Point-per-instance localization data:
————
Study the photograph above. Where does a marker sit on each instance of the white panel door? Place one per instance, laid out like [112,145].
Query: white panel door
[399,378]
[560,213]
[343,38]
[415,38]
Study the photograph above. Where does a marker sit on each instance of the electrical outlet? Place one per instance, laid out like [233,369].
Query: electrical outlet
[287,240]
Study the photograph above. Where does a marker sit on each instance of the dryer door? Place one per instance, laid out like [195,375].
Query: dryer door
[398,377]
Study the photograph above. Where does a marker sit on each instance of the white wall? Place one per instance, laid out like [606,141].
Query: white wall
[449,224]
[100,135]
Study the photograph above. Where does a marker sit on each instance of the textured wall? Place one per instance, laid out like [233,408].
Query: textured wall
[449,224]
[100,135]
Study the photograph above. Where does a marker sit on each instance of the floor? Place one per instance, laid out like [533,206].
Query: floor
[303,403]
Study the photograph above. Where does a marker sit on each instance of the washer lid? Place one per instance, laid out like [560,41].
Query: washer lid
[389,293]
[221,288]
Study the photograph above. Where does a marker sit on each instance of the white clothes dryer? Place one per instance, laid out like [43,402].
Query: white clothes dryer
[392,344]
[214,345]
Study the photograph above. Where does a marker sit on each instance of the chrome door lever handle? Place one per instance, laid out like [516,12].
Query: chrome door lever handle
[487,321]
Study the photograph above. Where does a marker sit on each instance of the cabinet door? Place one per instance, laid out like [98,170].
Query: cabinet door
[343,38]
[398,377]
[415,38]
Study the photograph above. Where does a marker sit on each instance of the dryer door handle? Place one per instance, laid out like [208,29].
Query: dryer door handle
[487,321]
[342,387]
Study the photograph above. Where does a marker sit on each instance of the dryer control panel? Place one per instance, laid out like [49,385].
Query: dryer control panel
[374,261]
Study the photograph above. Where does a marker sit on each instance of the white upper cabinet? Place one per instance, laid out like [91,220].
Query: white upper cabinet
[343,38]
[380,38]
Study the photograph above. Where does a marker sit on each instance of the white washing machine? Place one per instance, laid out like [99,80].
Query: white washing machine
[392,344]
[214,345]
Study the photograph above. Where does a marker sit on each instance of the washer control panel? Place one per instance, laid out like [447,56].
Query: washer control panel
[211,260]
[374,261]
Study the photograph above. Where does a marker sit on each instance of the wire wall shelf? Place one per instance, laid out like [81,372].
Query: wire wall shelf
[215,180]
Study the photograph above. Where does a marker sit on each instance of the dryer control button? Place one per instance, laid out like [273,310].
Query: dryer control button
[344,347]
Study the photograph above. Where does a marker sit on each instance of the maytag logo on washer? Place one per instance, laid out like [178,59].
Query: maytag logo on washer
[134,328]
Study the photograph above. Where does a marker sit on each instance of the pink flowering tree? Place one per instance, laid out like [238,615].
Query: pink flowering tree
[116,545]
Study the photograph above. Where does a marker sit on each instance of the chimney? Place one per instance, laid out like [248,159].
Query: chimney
————
[Exercise objective]: Your task is to reproduce exactly the lines that begin at the line containing "Query: pink flowering tree" and end at the final line of the data above.

[Your response]:
Query: pink flowering tree
[116,545]
Study the photograph above. Where does a marker sit on each instance of the chimney? Place one per instance, laid out like [248,159].
Query: chimney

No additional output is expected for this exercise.